- **The problem**
Reproduce the following records exactly from the line containing "Q: For every instance of the white baseball" onward, ending with the last line and including it.

- **Recorded data**
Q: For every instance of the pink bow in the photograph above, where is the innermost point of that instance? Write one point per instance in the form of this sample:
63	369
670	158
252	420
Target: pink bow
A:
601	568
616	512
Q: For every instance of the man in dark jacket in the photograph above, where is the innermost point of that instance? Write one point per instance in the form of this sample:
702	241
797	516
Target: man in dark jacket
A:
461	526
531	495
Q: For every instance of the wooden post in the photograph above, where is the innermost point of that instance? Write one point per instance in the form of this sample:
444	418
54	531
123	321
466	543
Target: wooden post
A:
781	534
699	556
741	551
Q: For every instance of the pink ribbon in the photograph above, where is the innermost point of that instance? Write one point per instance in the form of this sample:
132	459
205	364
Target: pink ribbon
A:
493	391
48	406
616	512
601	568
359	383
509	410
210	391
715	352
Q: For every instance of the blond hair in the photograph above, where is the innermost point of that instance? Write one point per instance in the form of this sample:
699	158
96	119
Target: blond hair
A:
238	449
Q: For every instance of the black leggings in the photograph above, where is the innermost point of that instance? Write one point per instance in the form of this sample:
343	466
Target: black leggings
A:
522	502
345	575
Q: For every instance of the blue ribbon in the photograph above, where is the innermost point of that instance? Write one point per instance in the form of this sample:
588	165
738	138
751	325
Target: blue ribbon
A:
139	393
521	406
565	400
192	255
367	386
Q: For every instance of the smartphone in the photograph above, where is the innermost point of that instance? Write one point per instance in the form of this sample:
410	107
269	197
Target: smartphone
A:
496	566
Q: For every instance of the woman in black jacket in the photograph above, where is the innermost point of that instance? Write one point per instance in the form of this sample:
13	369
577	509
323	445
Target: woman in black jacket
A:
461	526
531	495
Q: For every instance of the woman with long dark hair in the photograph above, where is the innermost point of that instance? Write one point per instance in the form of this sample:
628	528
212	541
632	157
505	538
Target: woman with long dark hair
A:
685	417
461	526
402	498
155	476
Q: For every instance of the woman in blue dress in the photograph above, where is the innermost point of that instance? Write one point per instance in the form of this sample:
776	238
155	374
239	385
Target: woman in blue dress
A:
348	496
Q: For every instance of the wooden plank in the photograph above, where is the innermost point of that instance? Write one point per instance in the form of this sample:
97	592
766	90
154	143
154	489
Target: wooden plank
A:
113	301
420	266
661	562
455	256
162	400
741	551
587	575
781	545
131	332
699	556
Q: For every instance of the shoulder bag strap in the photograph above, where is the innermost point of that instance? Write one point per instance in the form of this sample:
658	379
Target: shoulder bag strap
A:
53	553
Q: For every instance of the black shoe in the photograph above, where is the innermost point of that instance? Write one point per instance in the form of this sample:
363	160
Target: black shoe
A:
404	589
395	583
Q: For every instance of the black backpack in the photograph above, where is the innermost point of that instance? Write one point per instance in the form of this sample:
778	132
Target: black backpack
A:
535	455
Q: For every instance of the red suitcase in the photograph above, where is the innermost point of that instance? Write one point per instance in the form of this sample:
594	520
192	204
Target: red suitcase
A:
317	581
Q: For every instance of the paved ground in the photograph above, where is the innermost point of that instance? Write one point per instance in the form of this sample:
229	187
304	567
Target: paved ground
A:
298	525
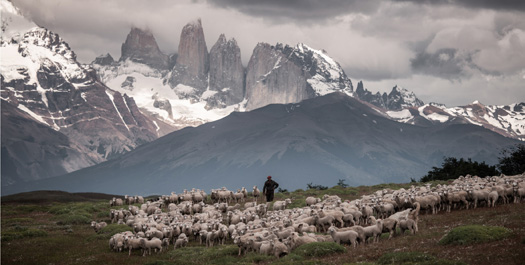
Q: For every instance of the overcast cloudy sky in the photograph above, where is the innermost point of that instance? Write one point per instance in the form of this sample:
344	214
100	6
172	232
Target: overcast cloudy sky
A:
447	51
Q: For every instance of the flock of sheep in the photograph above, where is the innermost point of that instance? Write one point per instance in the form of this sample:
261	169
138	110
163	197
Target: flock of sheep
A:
178	218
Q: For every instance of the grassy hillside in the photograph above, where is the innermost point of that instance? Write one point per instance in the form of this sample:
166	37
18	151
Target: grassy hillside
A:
51	231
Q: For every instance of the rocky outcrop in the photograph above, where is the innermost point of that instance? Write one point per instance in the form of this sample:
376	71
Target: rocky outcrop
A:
163	104
105	59
398	99
48	86
272	78
323	73
192	65
226	73
141	47
285	74
32	150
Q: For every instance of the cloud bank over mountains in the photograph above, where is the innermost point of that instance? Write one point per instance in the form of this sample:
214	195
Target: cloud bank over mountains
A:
476	48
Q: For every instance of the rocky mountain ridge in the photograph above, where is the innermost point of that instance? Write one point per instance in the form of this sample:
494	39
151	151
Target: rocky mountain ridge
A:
325	139
41	78
403	106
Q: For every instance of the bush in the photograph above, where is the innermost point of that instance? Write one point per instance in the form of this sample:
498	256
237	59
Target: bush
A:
452	168
72	219
511	161
21	232
319	249
404	258
474	234
311	186
112	229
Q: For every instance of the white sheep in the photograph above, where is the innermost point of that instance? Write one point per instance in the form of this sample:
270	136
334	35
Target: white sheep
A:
256	193
342	237
147	245
407	224
312	200
279	249
98	226
374	231
180	242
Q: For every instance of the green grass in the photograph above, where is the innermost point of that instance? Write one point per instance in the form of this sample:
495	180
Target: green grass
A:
226	254
21	232
413	258
319	249
470	234
108	231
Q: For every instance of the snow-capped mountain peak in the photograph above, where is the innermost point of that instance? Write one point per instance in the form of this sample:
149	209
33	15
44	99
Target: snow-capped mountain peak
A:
13	23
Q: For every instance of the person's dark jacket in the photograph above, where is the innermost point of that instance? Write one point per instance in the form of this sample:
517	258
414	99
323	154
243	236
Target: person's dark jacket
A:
270	186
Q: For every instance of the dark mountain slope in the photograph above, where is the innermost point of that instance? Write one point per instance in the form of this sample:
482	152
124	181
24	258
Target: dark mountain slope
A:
319	140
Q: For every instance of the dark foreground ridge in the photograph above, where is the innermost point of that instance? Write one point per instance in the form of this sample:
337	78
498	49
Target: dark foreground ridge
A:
47	196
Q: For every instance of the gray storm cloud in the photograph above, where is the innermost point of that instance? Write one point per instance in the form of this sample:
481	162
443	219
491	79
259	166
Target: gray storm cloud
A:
488	4
383	42
444	63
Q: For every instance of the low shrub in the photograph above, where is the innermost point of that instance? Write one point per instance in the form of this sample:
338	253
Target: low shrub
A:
404	258
414	258
319	249
21	232
474	234
112	229
72	219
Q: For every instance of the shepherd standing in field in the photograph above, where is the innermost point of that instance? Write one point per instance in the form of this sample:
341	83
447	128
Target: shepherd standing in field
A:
269	188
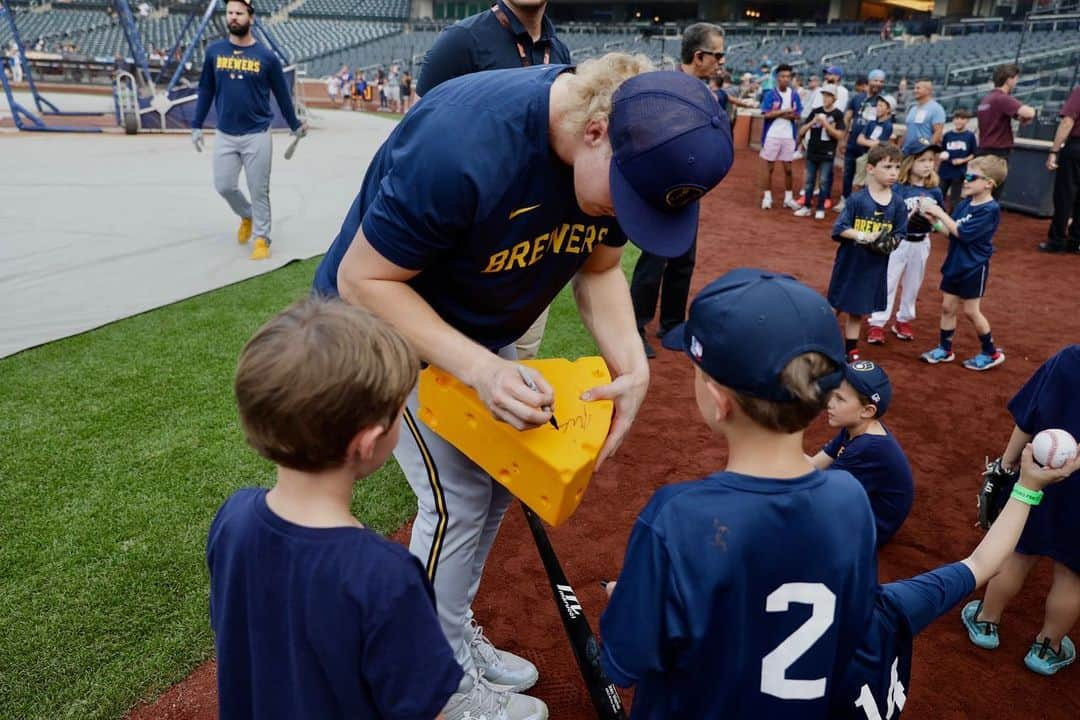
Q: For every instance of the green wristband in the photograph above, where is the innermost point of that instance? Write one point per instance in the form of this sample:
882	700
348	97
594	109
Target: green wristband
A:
1025	496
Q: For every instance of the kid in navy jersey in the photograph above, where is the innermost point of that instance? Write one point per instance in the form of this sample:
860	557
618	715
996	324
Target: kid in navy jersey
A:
876	683
1049	399
960	145
740	595
866	449
314	615
968	261
858	286
907	263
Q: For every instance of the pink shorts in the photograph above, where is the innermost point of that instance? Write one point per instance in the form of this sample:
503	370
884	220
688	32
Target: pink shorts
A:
779	148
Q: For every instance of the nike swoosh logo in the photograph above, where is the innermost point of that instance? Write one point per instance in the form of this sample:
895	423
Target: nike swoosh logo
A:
523	211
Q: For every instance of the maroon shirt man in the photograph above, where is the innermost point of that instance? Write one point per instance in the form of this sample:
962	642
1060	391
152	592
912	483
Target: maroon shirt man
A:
997	110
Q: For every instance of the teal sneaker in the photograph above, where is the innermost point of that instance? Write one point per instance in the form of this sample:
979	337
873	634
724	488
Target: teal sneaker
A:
1041	657
937	355
982	634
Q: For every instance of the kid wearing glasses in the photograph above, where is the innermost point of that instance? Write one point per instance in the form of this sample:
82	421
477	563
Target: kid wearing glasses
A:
968	261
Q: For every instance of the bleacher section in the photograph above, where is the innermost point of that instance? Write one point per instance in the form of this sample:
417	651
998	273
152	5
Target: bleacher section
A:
353	9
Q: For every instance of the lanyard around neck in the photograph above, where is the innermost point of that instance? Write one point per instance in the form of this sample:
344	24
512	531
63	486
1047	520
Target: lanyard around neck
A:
504	22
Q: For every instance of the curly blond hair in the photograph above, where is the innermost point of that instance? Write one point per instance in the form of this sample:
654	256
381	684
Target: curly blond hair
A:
594	83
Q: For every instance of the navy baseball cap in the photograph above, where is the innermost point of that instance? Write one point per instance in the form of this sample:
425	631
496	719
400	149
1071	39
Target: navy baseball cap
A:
671	144
869	380
745	327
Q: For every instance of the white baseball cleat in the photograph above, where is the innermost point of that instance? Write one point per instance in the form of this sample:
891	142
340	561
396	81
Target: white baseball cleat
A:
478	700
499	666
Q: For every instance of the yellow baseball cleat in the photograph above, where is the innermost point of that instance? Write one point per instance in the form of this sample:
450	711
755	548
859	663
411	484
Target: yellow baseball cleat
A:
261	249
244	233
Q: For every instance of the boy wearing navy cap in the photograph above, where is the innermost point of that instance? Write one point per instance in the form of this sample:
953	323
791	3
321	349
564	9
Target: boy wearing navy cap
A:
740	594
866	449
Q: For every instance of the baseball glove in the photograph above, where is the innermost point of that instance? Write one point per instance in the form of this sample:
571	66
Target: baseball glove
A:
883	243
997	485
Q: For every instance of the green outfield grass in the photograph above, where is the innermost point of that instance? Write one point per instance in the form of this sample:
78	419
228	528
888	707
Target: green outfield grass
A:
118	446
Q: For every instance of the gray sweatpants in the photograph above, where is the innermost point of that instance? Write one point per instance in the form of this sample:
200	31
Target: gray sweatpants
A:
459	510
252	152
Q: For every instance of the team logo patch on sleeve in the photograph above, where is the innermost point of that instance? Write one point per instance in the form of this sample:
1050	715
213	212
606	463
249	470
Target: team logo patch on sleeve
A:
683	195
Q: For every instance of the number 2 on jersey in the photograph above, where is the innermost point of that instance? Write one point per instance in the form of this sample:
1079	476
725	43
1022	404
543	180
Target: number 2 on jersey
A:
774	665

- **Solution below**
Q: For every instance of the white baseball cleat in the photograph above, where is the innermost point of that instance? Write one point per instance in the form of this sample:
891	142
340	561
396	81
Target: white baseball cleat
A:
478	700
499	666
Q: For every instance of the yellow baseball cleat in the photograph above, where is the innermost point of that instance? Write one point per instance in the form of this sample:
450	711
755	548
859	663
411	484
Target: yellow baseball cleat
A:
261	249
244	233
Q: For every instance of the boy wearing navy cap in the photograph above, where is the innermost point of that instance? Write one point per instance in the form of this sample:
953	323
791	3
321	349
564	9
Target: boy wearing navy cap
A:
740	594
866	449
Q: For every instance of the baseball glove in the photograph above, where is the innermost point of that instance? Write one point per instance in the form of this sample:
571	66
Target: baseball glove
A:
883	243
997	485
Q: For every instance of the green outfield grass in the photograph above, where is the innermost point of that instance? Write one point per instance in the form of this sample:
78	419
228	528
888	707
Target: green outfield grass
A:
118	446
Q: For every instance of the gray sweatpants in the photograph above, where is the innermost point of that instance? Write one point per instance in the form of this sample:
200	31
Target: gray sweatpants
A:
459	510
252	152
Q: For every instance of the team logo patch on sleeve in the photograph above, where is the innermost point of that instance? Write one point per instance in the form of this sample:
1050	715
213	212
606	463
249	470
Target: team logo patch on sleeve
A:
683	195
Q: For every instance of the number 2 on jersey in the photograph above, where is the innermost point of that instance? Write one point per instance in the form of this sample:
1079	476
725	43
1022	404
543	180
Target: number 2 on jersey
A:
774	665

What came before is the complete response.